(Image point grounding data)
+===+

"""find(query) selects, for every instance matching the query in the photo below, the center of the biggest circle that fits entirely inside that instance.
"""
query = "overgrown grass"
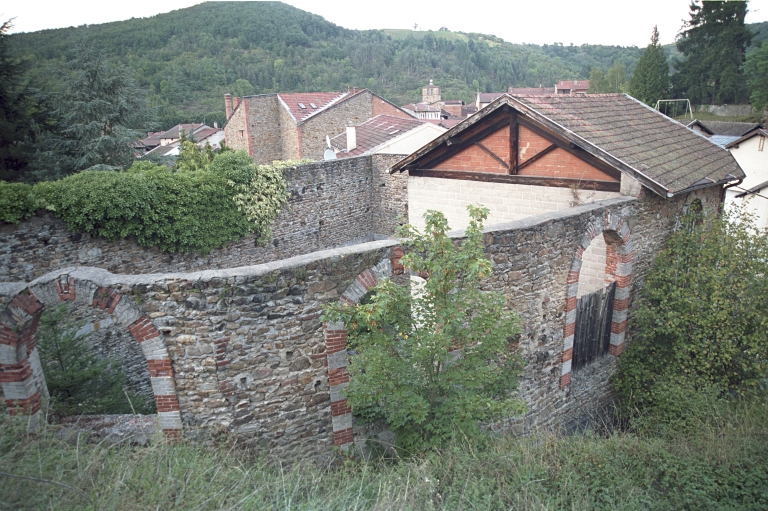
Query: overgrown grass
(721, 465)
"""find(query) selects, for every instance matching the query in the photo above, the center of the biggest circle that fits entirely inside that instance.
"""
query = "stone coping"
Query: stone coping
(107, 279)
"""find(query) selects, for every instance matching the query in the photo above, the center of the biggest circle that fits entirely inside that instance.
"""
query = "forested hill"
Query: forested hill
(187, 59)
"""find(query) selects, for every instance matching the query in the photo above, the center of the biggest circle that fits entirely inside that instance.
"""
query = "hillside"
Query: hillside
(187, 59)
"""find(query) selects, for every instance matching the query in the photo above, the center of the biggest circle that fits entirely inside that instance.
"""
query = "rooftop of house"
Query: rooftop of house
(573, 84)
(374, 132)
(727, 128)
(302, 105)
(622, 132)
(175, 132)
(421, 107)
(533, 91)
(752, 133)
(487, 97)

+===+

#### Prompt
Your reply should consist of the data, transcribed exactly, and should hold no pictures.

#### Answer to this problem
"""find(query) selects, for every instance matching the query in the photo below, the center of the biggest circle that fits entirely inside that instance.
"""
query = "overgrown grass"
Query: overgrown grass
(721, 465)
"""find(query) selects, for every instance matching the query in the photo above, the center of the biggest circle that fits entirely inside that instance.
"""
query = "stone coping"
Query: stone coping
(107, 279)
"""find(query) selects, for every instance matching the query in the photo above, the center of the biggest circle that fits entirely inside that instance.
"""
query = "forested hill"
Query: forested hill
(187, 59)
"""find(query) selects, for every instance matching the query in the photo above, the center of the biggest circle that fits entirely inside that instance.
"""
query = "hillside"
Query: hillside
(187, 59)
"""find(query) selects, for every instance matching the query in the photo above, the center of the biggest circle that fits entirely inside that instance.
"""
query = "rooftop of house"
Query: rooftop of house
(573, 84)
(374, 132)
(727, 128)
(302, 105)
(622, 132)
(175, 132)
(421, 107)
(533, 91)
(752, 133)
(487, 97)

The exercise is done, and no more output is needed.